Search the data for the string "rear", and report each line where it is found.

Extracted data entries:
+-------+
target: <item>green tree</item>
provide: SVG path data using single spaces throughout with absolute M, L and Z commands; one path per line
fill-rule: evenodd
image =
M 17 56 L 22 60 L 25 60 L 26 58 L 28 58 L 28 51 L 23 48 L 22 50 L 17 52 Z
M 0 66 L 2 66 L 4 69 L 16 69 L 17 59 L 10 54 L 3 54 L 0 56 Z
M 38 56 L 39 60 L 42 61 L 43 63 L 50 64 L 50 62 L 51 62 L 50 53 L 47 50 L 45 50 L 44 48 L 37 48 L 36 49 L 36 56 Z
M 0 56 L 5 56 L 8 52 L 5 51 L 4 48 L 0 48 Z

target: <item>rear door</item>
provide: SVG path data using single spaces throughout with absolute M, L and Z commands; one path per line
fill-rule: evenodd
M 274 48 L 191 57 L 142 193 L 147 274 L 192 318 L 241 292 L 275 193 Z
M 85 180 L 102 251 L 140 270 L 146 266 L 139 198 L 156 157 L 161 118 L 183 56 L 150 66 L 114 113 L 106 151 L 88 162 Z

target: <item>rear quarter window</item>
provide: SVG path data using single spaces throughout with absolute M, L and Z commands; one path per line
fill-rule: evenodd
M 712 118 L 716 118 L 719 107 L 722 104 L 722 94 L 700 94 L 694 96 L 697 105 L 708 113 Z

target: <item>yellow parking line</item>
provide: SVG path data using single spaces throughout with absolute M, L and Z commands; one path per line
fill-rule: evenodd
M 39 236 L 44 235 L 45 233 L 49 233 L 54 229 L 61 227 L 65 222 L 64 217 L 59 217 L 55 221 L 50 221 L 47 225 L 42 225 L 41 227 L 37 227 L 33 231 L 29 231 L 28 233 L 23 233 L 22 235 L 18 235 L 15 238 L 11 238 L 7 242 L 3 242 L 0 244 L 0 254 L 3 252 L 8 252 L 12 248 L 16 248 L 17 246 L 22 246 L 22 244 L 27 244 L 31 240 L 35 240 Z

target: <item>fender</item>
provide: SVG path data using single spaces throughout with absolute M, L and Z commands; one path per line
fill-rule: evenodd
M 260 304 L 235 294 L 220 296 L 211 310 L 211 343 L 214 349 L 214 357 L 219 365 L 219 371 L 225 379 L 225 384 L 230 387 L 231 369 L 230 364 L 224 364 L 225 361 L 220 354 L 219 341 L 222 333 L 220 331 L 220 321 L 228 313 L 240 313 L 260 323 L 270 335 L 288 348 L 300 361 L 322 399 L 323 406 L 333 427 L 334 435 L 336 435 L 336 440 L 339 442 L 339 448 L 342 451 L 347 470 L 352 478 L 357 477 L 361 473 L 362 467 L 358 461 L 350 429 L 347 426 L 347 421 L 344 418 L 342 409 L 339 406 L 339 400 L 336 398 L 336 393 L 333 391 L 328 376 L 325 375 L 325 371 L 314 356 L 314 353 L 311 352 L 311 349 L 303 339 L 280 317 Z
+-------+
[Answer for this exercise]
target: <item>rear door</item>
target: <item>rear quarter window</item>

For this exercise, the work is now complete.